begin
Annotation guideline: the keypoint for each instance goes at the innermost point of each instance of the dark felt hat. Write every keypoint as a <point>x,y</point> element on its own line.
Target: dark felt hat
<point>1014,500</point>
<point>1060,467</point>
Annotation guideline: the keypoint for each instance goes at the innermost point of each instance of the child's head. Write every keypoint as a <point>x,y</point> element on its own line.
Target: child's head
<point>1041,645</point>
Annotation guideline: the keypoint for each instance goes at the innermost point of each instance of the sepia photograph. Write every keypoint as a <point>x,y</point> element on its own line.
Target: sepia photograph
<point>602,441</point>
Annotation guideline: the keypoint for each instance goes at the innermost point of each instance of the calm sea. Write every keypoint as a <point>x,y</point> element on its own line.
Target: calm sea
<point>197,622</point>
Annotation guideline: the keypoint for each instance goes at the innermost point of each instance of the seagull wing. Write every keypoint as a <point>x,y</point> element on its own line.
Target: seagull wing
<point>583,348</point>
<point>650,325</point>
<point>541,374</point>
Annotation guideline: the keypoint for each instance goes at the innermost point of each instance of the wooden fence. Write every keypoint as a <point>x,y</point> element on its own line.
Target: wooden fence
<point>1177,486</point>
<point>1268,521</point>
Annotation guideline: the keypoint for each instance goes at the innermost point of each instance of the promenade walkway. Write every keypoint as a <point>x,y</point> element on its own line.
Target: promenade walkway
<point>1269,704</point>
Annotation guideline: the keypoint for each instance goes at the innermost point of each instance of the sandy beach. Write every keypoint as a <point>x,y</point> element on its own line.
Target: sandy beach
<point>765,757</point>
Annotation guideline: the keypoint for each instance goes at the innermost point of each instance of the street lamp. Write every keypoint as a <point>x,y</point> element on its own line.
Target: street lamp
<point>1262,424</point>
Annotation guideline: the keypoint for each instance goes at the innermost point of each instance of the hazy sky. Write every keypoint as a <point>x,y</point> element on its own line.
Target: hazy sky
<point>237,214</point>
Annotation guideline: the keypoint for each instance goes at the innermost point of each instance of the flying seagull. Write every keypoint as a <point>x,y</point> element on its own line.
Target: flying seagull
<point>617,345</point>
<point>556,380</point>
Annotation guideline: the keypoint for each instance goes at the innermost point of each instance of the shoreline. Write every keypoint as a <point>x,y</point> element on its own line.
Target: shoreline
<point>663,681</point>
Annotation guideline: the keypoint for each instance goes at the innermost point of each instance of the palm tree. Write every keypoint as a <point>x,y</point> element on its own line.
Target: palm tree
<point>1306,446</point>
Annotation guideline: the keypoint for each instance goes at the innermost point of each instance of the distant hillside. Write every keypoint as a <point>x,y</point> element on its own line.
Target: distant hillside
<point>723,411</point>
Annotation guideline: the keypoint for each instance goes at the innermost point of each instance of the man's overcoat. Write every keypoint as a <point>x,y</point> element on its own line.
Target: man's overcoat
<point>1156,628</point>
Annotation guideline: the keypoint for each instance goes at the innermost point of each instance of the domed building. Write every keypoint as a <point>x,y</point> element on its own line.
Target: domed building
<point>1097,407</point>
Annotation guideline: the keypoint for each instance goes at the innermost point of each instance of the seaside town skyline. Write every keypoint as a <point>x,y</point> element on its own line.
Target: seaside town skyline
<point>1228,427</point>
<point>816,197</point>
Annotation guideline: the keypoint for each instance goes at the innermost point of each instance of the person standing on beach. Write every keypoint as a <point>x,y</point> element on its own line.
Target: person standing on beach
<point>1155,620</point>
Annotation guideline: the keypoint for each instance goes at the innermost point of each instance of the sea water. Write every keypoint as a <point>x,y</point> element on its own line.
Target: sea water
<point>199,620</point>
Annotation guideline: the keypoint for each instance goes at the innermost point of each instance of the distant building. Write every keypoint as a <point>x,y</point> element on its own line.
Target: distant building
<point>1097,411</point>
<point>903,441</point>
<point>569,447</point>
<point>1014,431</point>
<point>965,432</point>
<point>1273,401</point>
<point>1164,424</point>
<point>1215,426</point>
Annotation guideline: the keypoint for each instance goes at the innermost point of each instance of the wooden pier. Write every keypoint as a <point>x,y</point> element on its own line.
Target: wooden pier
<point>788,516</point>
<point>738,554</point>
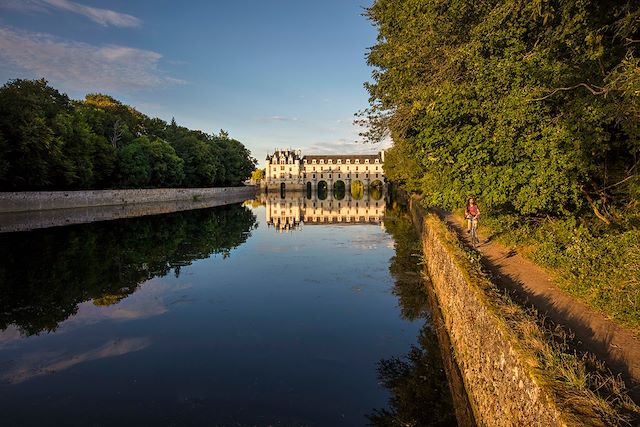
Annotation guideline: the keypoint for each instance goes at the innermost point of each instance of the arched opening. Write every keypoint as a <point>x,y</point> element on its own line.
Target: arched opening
<point>357,189</point>
<point>339,190</point>
<point>376,188</point>
<point>323,190</point>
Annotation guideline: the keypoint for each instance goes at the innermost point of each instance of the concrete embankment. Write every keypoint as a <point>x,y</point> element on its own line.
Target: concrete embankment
<point>23,211</point>
<point>505,381</point>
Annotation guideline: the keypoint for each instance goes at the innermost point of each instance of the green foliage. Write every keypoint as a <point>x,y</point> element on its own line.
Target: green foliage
<point>48,141</point>
<point>531,106</point>
<point>598,264</point>
<point>534,108</point>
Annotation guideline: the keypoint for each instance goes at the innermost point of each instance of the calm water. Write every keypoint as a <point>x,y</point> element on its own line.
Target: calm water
<point>275,312</point>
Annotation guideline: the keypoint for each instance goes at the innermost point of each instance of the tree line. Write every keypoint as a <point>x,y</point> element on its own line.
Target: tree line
<point>534,106</point>
<point>51,142</point>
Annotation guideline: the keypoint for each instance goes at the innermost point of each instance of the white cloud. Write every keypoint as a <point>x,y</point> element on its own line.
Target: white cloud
<point>103,17</point>
<point>280,119</point>
<point>38,364</point>
<point>82,66</point>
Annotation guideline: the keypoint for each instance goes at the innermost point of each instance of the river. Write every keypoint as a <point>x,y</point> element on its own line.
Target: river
<point>286,310</point>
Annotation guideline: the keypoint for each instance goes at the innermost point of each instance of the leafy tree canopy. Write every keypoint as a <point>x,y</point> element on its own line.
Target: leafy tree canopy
<point>533,106</point>
<point>48,141</point>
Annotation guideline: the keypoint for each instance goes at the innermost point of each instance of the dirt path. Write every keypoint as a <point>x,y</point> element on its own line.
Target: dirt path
<point>532,285</point>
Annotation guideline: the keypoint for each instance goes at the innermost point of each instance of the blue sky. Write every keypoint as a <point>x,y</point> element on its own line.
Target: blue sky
<point>278,73</point>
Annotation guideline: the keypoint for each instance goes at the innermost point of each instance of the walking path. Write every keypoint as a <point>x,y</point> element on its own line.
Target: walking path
<point>530,283</point>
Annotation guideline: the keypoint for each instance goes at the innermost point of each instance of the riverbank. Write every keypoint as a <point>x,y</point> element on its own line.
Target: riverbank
<point>46,200</point>
<point>516,371</point>
<point>34,210</point>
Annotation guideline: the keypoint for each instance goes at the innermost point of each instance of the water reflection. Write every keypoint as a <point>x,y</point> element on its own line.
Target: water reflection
<point>43,278</point>
<point>288,329</point>
<point>417,382</point>
<point>287,212</point>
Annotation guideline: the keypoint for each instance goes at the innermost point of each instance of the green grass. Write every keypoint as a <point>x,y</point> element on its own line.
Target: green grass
<point>596,263</point>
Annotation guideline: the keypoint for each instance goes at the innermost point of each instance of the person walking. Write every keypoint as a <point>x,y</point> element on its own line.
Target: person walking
<point>471,212</point>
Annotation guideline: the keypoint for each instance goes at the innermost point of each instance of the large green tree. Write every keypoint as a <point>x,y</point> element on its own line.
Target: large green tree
<point>532,105</point>
<point>48,141</point>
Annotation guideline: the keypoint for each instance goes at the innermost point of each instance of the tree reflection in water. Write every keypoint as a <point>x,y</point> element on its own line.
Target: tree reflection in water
<point>45,274</point>
<point>417,382</point>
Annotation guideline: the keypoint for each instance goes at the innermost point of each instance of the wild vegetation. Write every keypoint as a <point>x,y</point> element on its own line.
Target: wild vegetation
<point>105,262</point>
<point>48,141</point>
<point>534,108</point>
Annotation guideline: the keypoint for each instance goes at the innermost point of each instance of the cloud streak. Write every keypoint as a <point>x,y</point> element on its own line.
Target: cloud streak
<point>104,17</point>
<point>36,365</point>
<point>82,66</point>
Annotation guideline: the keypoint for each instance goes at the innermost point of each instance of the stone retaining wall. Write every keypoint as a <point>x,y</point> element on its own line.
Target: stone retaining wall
<point>499,378</point>
<point>46,200</point>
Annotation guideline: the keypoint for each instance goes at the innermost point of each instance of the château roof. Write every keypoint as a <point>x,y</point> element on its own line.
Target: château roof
<point>361,157</point>
<point>297,155</point>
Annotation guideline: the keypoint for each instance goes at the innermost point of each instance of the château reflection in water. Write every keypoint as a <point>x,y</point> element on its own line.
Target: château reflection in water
<point>92,313</point>
<point>417,384</point>
<point>287,211</point>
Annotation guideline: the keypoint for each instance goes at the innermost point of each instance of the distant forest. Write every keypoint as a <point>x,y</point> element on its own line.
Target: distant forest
<point>51,142</point>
end
**What you have to do**
Repeat word for word the stretch of lines above from the line containing "of the sepia" through the line containing "<point>197,622</point>", including both of those lines.

**Solution for this task**
Annotation guideline: the keypoint for each instance goes at the innermost point of each instance of the sepia photograph. Write every keypoint as a <point>x,y</point> element on its own line.
Target: sepia photograph
<point>602,441</point>
Annotation guideline: the keypoint for each instance goes at the innermost point of each instance of the calm sea. Write every keypoint as a <point>x,y</point> element on its own line.
Target: calm sea
<point>197,622</point>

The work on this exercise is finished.